**Verilen Metin**
□ □ □ □ □ □ □

Ahit Sandığı'nın olası yeri ile ilgili Kültür Bakanlığı'na atılan email yazısı
Vatandaşı olduğum Türkiye Cumhuriyeti Devlet'nini laik bir devlet
olduğu için din işlerine karışmayacağını bilmekteyim fakat, bu devletin
yöneticileri ve çalışanları arasında müslüman, yahudi, hristiyanların
veya Allah'a inanan ve ilahi bir yol arayan insanların olduğuna
da inanmaktayım. Bu yüzden, sadece bir arkeolojik eser değil aynı
zamanda inananlar için Kutsal olan , Kutsal Ahit
Sandığı'nın İstanbul'daki olası yeri ile ilgili , araştırma faaliyeti
başlatmanız için, şu anki mailim ile size bir yer önermekteyim.
Altta
vereceğim sandığın yeri ile ilgili detaylı bilgilendirmelerim öncesinde
şunu belirtmeliyim. Bu sandıkla ilgili 2-3 senedir çeşitli araştırmalar
yapmaktayım. Fakat bu sandığın 1 ayı bile geçmeyecek kadar kısa zamanda
bulunması gerektiğini düşünmekteyim. Çünkü bu eserin Allah'a samimi
inanan insanlar için aşağıda belirttiğim üzere iki önemi vardır.
1- Bu Sandığın içerisinde Tevrat ve İncil'in asılları olma olasılığı yüksektir.
2-
Bu Sandık ,Allah'a inanan müslümanların/samimi Hristiyan / samimi
Yahudinin savaşlarında onlara cesaret vereceği bir niteliğe sahiptir.
Veyahut da özel olaylara kasırgalara, seslere vesaire yol açarak düşmana
karşı savaşta zafere yol açabilir.
Gazze'de
yaşanan insanlık dramı, vahşeti ve zulümler ortadadır. Bu vahşetin son
bulması için bu sandık şu iki amaçla kullanılabilir :
1-
İçerisindeki Tevrat'ın aslı bulunarak, Yahudilerin şu an inandıkları
Tevrat'ın asıl olmadığı ve Gazze'ye saldırma bahaneleri olan sahte
Tevrat sözlerinin, Allah'ın sözü olmadığı ortaya çıkarılır ve böylece
ellerine saldırma bahanesi olmayan siyonistler halklarını kandıramaz ve
savaşı durdurmak zorunda kalırlar , masumların canları kurtulmuş olur.
2-
Sandığın içerisinde bulunan asıl Tevrat veya Hz. Musa'ya indirilen taş
tabletler ve üzerindeki yazılar açıklanmasına rağmen,İsrailliler
Gazze'de zulme devam ederse, o halde her ne kadar Türkiye Cumhuriyeti
laik bir devlet olsa da , inanan yöneticileri ve çalışanları, ve inanan
bir halk topluluğu bulunduğu için, bir Referandum ile, İsraile savaş
açılabilir ve Türk Ordusu bu sandığı da yanında taşıyarak-savaşabilir .

□ □ □ □ □ □ □

**Veri Bölümü**
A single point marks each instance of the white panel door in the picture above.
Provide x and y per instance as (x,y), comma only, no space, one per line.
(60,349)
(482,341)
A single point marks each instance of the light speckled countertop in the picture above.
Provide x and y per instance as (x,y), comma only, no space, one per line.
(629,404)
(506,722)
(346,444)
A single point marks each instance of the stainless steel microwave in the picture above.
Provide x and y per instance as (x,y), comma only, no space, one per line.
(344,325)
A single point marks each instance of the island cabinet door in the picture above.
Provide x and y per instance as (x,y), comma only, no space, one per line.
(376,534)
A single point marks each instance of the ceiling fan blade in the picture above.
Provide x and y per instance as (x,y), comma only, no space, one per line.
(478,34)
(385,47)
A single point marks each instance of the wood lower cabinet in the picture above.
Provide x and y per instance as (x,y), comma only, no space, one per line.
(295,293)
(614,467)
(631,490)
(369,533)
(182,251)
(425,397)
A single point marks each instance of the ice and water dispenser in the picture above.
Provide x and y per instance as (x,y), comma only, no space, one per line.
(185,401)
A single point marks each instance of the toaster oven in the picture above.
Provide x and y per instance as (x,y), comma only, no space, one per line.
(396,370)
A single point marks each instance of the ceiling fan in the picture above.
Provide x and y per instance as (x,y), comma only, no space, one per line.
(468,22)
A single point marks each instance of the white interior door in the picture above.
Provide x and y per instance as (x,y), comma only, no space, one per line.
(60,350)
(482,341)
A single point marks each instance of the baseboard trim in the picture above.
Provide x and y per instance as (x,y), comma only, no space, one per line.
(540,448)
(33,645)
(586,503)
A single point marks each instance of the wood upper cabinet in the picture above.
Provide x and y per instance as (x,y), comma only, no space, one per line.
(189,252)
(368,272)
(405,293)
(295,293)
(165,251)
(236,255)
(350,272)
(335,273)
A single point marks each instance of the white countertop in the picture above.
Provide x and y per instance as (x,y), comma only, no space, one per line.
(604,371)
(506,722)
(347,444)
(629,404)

□ □ □ □ □ □ □

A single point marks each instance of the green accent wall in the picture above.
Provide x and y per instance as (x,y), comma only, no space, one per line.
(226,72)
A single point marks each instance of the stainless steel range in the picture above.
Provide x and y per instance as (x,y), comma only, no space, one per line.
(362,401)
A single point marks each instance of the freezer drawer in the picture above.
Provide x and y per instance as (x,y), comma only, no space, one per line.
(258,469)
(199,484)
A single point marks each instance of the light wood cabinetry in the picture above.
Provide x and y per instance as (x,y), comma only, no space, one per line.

□ □ □ □ □ □ □

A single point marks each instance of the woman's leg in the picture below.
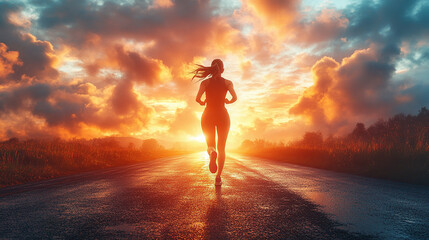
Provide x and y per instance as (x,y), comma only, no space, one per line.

□ □ □ □ □ □ □

**Görev 1**
Ahit Sandığı metninden "1- Bu Sandığın" sözlerinin geçtiği yerden başlayıp "zafere yol açabilir." sözlerinden sonra durarak o bölümü harfi harfine kopyalayın.
**Görev 2**
Ahit Sandığı metnine göre yazar, sandıkla ilgili kaç senedir çeşitli araştırmalar yapmaktadır?

**Beklenen Çıktı 1**
1- Bu Sandığın içerisinde Tevrat ve İncil'in asılları olma olasılığı yüksektir.
2-
Bu Sandık ,Allah'a inanan müslümanların/samimi Hristiyan / samimi
Yahudinin savaşlarında onlara cesaret vereceği bir niteliğe sahiptir.
Veyahut da özel olaylara kasırgalara, seslere vesaire yol açarak düşmana
karşı savaşta zafere yol açabilir.

**Beklenen Çıktı 2**
2-3 senedir.